=== What the task asks ===
Leave the pictures out. Return all other data exactly.

━━━━━━━━━━━━━━━━━━━━━━━━━━━━━━

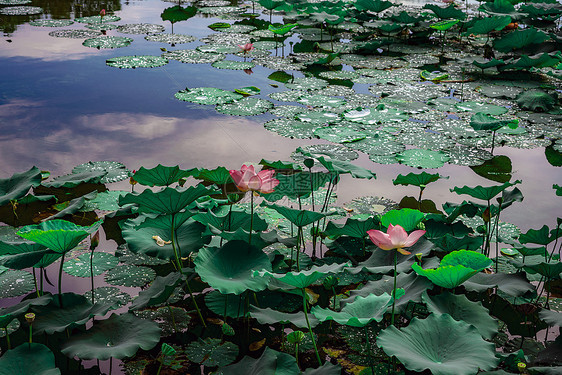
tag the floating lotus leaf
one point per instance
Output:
(23, 10)
(29, 359)
(75, 34)
(104, 42)
(211, 352)
(119, 336)
(140, 28)
(18, 185)
(270, 316)
(450, 11)
(109, 296)
(58, 235)
(303, 279)
(245, 107)
(207, 95)
(306, 83)
(233, 65)
(49, 23)
(98, 19)
(519, 39)
(168, 200)
(535, 100)
(462, 309)
(359, 312)
(374, 115)
(292, 128)
(80, 267)
(15, 283)
(158, 292)
(484, 193)
(69, 310)
(193, 57)
(489, 24)
(132, 276)
(441, 344)
(423, 158)
(133, 62)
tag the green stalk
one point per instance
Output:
(309, 328)
(394, 289)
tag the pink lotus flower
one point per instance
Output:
(246, 47)
(395, 238)
(246, 179)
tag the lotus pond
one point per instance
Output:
(400, 214)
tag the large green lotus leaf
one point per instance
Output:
(15, 283)
(376, 6)
(100, 261)
(484, 193)
(271, 362)
(168, 200)
(28, 359)
(519, 39)
(23, 306)
(298, 217)
(270, 316)
(417, 179)
(18, 185)
(58, 235)
(115, 171)
(119, 336)
(548, 270)
(211, 352)
(131, 276)
(178, 13)
(160, 175)
(359, 312)
(231, 220)
(229, 268)
(536, 236)
(158, 292)
(446, 276)
(356, 226)
(140, 239)
(342, 166)
(441, 344)
(462, 309)
(450, 11)
(407, 218)
(488, 24)
(419, 158)
(413, 285)
(74, 179)
(536, 101)
(303, 279)
(552, 318)
(74, 311)
(467, 258)
(498, 169)
(483, 121)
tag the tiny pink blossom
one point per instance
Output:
(246, 179)
(248, 47)
(395, 238)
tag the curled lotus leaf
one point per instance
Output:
(245, 107)
(133, 62)
(141, 28)
(441, 344)
(119, 336)
(107, 42)
(23, 10)
(207, 95)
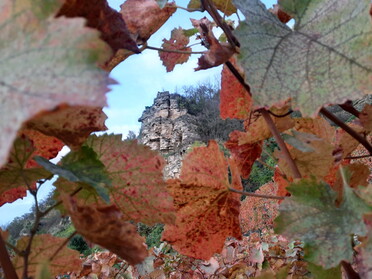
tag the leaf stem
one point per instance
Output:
(175, 51)
(274, 131)
(347, 129)
(5, 261)
(256, 195)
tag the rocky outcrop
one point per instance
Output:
(168, 128)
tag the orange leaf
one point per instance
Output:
(71, 124)
(258, 213)
(138, 189)
(218, 53)
(144, 17)
(178, 41)
(43, 248)
(235, 101)
(207, 212)
(106, 226)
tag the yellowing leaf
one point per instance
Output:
(312, 216)
(43, 248)
(138, 188)
(178, 41)
(71, 124)
(144, 17)
(225, 6)
(106, 226)
(46, 61)
(325, 58)
(206, 211)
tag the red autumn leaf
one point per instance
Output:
(366, 117)
(282, 16)
(109, 22)
(71, 124)
(139, 189)
(21, 170)
(52, 61)
(245, 155)
(258, 213)
(178, 41)
(207, 212)
(218, 53)
(235, 101)
(43, 247)
(144, 17)
(107, 227)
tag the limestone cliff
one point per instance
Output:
(168, 128)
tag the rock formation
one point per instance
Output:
(168, 128)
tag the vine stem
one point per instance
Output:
(274, 131)
(174, 50)
(62, 245)
(347, 129)
(5, 261)
(256, 195)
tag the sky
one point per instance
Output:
(140, 77)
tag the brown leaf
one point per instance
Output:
(206, 211)
(235, 101)
(106, 226)
(144, 17)
(178, 41)
(71, 124)
(109, 22)
(218, 53)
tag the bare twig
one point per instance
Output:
(274, 131)
(62, 245)
(5, 261)
(255, 195)
(347, 129)
(348, 106)
(175, 51)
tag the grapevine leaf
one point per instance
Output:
(61, 57)
(317, 163)
(144, 17)
(106, 226)
(218, 53)
(136, 174)
(258, 213)
(225, 6)
(235, 101)
(366, 117)
(109, 22)
(82, 166)
(206, 211)
(312, 216)
(326, 58)
(71, 124)
(42, 249)
(162, 3)
(21, 171)
(245, 155)
(177, 41)
(364, 256)
(321, 273)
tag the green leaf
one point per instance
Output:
(326, 58)
(82, 166)
(312, 216)
(321, 273)
(44, 62)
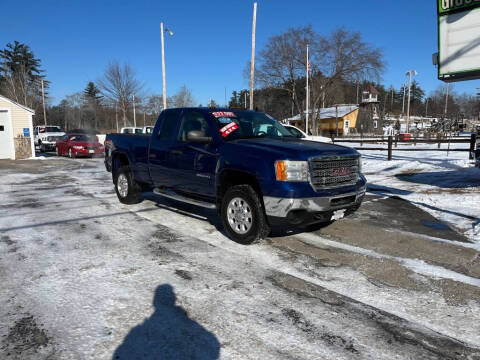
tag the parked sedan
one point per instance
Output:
(301, 135)
(79, 145)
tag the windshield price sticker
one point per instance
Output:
(225, 120)
(223, 114)
(228, 129)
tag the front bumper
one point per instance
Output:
(301, 210)
(85, 152)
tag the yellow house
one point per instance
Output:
(343, 116)
(16, 130)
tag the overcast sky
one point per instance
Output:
(211, 44)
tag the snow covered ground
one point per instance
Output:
(84, 277)
(445, 185)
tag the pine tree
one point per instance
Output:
(21, 75)
(92, 99)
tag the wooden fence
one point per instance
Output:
(393, 141)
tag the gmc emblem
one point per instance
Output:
(340, 171)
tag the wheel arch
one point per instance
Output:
(229, 177)
(119, 159)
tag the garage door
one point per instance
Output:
(5, 140)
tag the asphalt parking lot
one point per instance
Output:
(83, 276)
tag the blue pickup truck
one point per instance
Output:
(245, 164)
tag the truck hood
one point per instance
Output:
(85, 143)
(290, 149)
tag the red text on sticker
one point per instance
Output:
(228, 129)
(223, 114)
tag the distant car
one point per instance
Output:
(301, 135)
(79, 145)
(46, 137)
(476, 153)
(148, 129)
(131, 130)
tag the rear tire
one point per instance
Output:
(243, 216)
(128, 190)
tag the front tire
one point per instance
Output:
(242, 215)
(128, 190)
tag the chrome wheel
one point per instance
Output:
(239, 215)
(122, 185)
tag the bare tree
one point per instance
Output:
(281, 62)
(154, 104)
(183, 98)
(119, 83)
(336, 58)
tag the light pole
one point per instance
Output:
(134, 112)
(409, 73)
(163, 64)
(252, 61)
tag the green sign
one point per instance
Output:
(449, 6)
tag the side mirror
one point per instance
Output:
(199, 137)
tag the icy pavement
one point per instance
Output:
(84, 277)
(447, 186)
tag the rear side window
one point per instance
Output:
(193, 121)
(169, 125)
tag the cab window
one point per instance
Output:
(193, 121)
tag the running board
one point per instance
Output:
(173, 195)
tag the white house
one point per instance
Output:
(16, 130)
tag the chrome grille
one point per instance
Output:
(332, 172)
(53, 138)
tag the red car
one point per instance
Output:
(76, 145)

━━━━━━━━━━━━━━━━━━━━━━━━━━━━━━

=== Task result ===
tag the floating lotus leaf
one point per instance
Output:
(23, 10)
(29, 359)
(75, 34)
(104, 42)
(211, 352)
(119, 336)
(140, 28)
(18, 185)
(270, 316)
(450, 11)
(109, 296)
(58, 235)
(303, 279)
(245, 107)
(207, 95)
(306, 83)
(233, 65)
(49, 23)
(98, 19)
(519, 39)
(168, 200)
(535, 100)
(462, 309)
(359, 312)
(374, 115)
(292, 128)
(80, 267)
(15, 283)
(158, 292)
(484, 193)
(69, 310)
(193, 57)
(489, 24)
(132, 276)
(441, 344)
(423, 158)
(133, 62)
tag the green stalk
one point per instance
Output:
(309, 328)
(394, 289)
tag the pink lotus flower
one point per instance
Output:
(246, 47)
(395, 238)
(246, 179)
tag the lotus pond
one point per instance
Output:
(400, 214)
tag the large green lotus leaf
one point per instance
Output:
(15, 283)
(376, 6)
(100, 261)
(484, 193)
(271, 362)
(168, 200)
(28, 359)
(519, 39)
(23, 306)
(298, 217)
(270, 316)
(417, 179)
(18, 185)
(58, 235)
(115, 171)
(119, 336)
(548, 270)
(211, 352)
(131, 276)
(178, 13)
(160, 175)
(359, 312)
(231, 220)
(229, 268)
(536, 236)
(158, 292)
(446, 276)
(356, 226)
(140, 239)
(342, 166)
(441, 344)
(462, 309)
(450, 11)
(407, 218)
(488, 24)
(419, 158)
(413, 285)
(74, 179)
(536, 101)
(303, 279)
(552, 318)
(74, 311)
(467, 258)
(498, 169)
(483, 121)
tag the tiny pink blossom
one point per instance
Output:
(246, 179)
(248, 47)
(395, 238)
tag the curled lotus leaf
one point per instance
Output:
(245, 107)
(133, 62)
(141, 28)
(441, 344)
(119, 336)
(107, 42)
(23, 10)
(207, 95)
tag the leaf stem
one point per instance
Output:
(175, 51)
(274, 131)
(347, 129)
(5, 261)
(256, 195)
tag the rocky outcrop
one point per instance
Output:
(168, 128)
tag the orange leaf
one point per instance
Output:
(71, 124)
(258, 213)
(138, 189)
(218, 53)
(144, 17)
(178, 41)
(43, 248)
(235, 101)
(207, 212)
(106, 226)
tag the yellowing leaf
one point per instance
Output:
(312, 216)
(43, 248)
(138, 188)
(178, 41)
(71, 124)
(144, 17)
(225, 6)
(106, 226)
(46, 61)
(325, 58)
(206, 211)
tag the red autumn leaf
one point per instance
Output:
(366, 117)
(282, 16)
(109, 22)
(71, 124)
(139, 189)
(21, 170)
(52, 61)
(245, 155)
(258, 213)
(178, 41)
(207, 212)
(218, 53)
(235, 101)
(43, 247)
(144, 17)
(107, 227)
tag the limestone cliff
one point per instance
Output:
(168, 128)
tag the rock formation
one point per instance
Output:
(168, 128)
tag the vine stem
one point per instance
Output:
(274, 131)
(174, 50)
(62, 245)
(347, 129)
(5, 261)
(256, 195)
tag the sky
one point per instance
Output:
(140, 77)
tag the brown leaf
one point per instance
Output:
(206, 211)
(235, 101)
(106, 226)
(144, 17)
(178, 41)
(71, 124)
(109, 22)
(218, 53)
tag the bare twig
one point per instance
Output:
(274, 131)
(62, 245)
(5, 261)
(255, 195)
(347, 129)
(348, 106)
(175, 51)
tag the grapevine leaf
one point per instance
Output:
(61, 57)
(317, 163)
(144, 17)
(106, 226)
(218, 53)
(136, 174)
(258, 213)
(225, 6)
(235, 101)
(366, 117)
(109, 22)
(82, 166)
(206, 211)
(312, 216)
(326, 58)
(71, 124)
(42, 249)
(162, 3)
(21, 171)
(245, 155)
(177, 41)
(364, 256)
(321, 273)
tag the green leaf
one point per instance
Output:
(326, 58)
(82, 166)
(312, 216)
(321, 273)
(44, 62)
tag the parked sedan
one point per instance
Output:
(301, 135)
(79, 145)
tag the windshield price sticker
one point per instance
Output:
(225, 120)
(223, 114)
(228, 129)
tag the front bumper
one point per instance
Output:
(301, 210)
(85, 152)
tag the yellow house
one point per instance
Output:
(343, 116)
(16, 130)
tag the overcast sky
one point per instance
Output:
(211, 44)
tag the snow covered ground
one point per instance
Output:
(84, 277)
(445, 185)
tag the pine tree
one point per instance
Output:
(21, 75)
(92, 99)
tag the wooden fence
one point per instance
Output:
(393, 141)
tag the gmc emblem
one point per instance
Output:
(340, 171)
tag the wheel arch
one point per instance
Output:
(229, 177)
(119, 159)
tag the garage door
one point per instance
Output:
(5, 140)
tag the asphalt parking lot
one point per instance
Output:
(83, 276)
tag the blue pickup truck
one point per instance
Output:
(245, 164)
tag the truck hood
one point per instance
Output:
(85, 143)
(290, 149)
tag the red text on sticker
one point per instance
Output:
(228, 129)
(223, 114)
tag the distant car
one point per instance
Output:
(301, 135)
(79, 145)
(46, 137)
(476, 153)
(148, 129)
(131, 130)
tag the rear tire
one point per instance
Output:
(243, 216)
(128, 190)
tag the front tire
one point per instance
Output:
(242, 215)
(128, 190)
tag the chrome wheel
one point per instance
Output:
(239, 215)
(122, 185)
tag the bare tree
one point per instance
Output:
(281, 62)
(154, 104)
(183, 98)
(119, 83)
(336, 58)
tag the light pole
one point per instance
Output:
(134, 112)
(409, 73)
(163, 64)
(252, 61)
tag the green sign
one point per instance
Output:
(449, 6)
tag the side mirror
one point per instance
Output:
(199, 137)
tag the icy pavement
one point per instance
Output:
(84, 277)
(447, 186)
tag the rear side window
one point per instance
Output:
(193, 121)
(169, 125)
tag the cab window
one point per instance
Output:
(193, 121)
tag the running board
one point per instance
Output:
(173, 195)
tag the white house
one point per instance
Output:
(16, 130)
tag the chrome grille
one point per instance
Output:
(332, 172)
(53, 138)
tag the red car
one point per instance
Output:
(76, 145)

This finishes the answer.